* [O que se pede] Transcreva sem qualquer alteração as linhas do material, desde a linha que contém "Check that every instance of the sliced" até a última linha do material, ambas incluídas.
**** Trechos do material
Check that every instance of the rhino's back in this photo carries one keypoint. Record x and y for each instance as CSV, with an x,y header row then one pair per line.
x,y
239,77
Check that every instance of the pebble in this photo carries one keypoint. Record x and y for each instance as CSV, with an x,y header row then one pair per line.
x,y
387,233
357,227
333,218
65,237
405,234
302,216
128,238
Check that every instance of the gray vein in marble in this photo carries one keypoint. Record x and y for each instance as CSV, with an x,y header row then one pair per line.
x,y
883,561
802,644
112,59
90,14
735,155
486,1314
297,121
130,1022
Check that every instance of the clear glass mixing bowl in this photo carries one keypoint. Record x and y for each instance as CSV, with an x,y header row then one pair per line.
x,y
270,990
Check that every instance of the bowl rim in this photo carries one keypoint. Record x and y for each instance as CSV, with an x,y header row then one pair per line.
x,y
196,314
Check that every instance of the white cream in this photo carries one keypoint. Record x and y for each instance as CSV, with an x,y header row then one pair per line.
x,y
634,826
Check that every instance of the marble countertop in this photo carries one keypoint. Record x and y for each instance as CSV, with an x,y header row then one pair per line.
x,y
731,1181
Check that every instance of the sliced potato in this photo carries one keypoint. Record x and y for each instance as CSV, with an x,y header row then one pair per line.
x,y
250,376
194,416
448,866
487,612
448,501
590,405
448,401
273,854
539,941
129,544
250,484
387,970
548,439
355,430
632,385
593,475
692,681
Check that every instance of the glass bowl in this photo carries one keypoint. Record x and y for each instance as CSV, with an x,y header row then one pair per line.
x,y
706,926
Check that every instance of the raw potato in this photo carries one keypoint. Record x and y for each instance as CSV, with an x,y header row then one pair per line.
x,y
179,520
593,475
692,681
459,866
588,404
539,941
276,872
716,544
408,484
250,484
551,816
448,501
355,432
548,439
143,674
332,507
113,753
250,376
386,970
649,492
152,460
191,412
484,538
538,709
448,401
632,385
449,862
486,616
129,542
********
* [Resolução da tarefa]
Check that every instance of the sliced potato in this photo carries one keypoint. Record x and y for each instance as CSV, with an x,y header row then one pair per line.
x,y
250,376
194,416
448,866
487,612
448,501
590,405
448,401
273,854
539,941
129,544
250,484
387,970
548,439
355,430
632,385
593,475
692,681
Check that every instance of the glass bowl in this photo carries one keypoint. Record x and y for each instance as CSV, with an x,y header row then one pair per line.
x,y
706,926
Check that every instance of the raw potato in this photo carries one keypoint. Record x and y for each instance as CSV, with an x,y header row then one pair per line.
x,y
179,520
593,475
692,681
459,866
588,404
539,941
276,872
716,544
408,484
250,484
551,816
448,501
355,432
548,439
143,674
332,507
113,753
250,376
386,970
649,492
152,460
191,412
484,538
538,709
448,401
632,385
449,862
486,616
129,542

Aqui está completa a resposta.